What this task involves. Rewrite every line from the start of the data down to the line containing "131, 48, 299, 191", offsetting each bounding-box coordinate by -50. Reproduce all other text in those lines unchanged.

A block of data:
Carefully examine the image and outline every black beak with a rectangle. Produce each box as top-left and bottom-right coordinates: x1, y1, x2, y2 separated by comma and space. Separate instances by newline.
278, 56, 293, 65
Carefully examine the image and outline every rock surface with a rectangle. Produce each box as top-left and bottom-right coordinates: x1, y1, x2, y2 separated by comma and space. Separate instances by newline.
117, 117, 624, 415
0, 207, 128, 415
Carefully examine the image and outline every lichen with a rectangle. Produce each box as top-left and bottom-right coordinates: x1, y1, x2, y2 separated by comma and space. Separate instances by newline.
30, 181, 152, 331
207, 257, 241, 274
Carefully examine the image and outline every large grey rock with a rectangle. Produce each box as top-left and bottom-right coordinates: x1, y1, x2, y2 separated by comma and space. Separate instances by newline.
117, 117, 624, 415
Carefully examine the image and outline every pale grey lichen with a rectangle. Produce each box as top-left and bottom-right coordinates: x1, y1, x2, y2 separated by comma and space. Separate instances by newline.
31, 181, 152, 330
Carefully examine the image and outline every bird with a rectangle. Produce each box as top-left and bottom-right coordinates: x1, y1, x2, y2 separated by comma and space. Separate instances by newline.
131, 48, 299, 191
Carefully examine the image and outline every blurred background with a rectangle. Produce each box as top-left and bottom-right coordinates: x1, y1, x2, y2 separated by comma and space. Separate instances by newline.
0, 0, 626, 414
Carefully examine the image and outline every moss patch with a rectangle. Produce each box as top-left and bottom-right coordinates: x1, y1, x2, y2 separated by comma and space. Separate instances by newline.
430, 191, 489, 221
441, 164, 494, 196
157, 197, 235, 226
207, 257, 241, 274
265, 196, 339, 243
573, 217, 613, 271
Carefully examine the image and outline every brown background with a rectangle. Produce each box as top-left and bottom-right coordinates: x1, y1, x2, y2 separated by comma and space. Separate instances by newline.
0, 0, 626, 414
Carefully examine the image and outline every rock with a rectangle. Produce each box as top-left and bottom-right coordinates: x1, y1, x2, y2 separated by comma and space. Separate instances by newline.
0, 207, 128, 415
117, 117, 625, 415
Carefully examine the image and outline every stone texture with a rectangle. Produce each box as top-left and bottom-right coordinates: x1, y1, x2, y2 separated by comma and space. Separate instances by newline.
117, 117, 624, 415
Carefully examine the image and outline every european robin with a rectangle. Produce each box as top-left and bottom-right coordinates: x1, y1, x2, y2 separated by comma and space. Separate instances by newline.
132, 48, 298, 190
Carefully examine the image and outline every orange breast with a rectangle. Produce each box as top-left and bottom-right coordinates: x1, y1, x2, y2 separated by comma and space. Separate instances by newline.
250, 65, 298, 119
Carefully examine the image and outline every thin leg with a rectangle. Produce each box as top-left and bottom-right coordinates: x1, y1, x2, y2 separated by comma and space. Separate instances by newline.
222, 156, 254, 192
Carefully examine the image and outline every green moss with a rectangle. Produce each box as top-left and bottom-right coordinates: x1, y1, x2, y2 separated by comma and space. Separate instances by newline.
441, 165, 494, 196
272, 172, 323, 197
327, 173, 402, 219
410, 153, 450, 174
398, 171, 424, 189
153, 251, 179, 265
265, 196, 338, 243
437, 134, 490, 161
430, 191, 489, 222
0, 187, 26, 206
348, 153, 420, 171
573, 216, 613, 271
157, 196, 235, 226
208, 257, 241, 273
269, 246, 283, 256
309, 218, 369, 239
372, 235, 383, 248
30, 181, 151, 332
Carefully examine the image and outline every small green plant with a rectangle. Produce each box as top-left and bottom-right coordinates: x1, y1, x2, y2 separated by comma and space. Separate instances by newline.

Task answer.
Carefully examine the image and outline every black beak with a rectangle. Produce each box as top-left and bottom-right coordinates: x1, y1, x2, y2 separated by comma and space. Separate instances by newline.
228, 6, 243, 15
Carefully examine the image and outline every rock surface with a rectangle. Produce each box as top-left and bottom-right coordinates: x1, y1, x2, y2 separated by comma and space. Separate instances by newline.
67, 67, 574, 365
-50, 157, 78, 365
Carefully examine the image and outline every lichen with a rectangle. Produce each box as top-left and bottom-right coordinates: x1, y1, x2, y2 separated by comma and space. Separate instances by newline.
-20, 131, 102, 281
157, 207, 191, 224
Carefully examine the image and outline every large grey rock with a rectangle. Produce each box as top-left and bottom-right coordinates: x1, y1, x2, y2 separated by comma and space. Separate instances by newline.
67, 67, 574, 365
Carefully examine the image and outline every pale grey lichen with a rectangle. Produce each box as top-left and bottom-right coordinates: x1, y1, x2, y2 separated by comma and space. Separate instances by newline.
-19, 131, 102, 280
Carefully examine the image and outline every bird with a rectangle. Produce each box as top-left and bottom-right coordinates: x1, y1, x2, y2 separated by comma and space. Separate instances by newline.
81, -2, 249, 141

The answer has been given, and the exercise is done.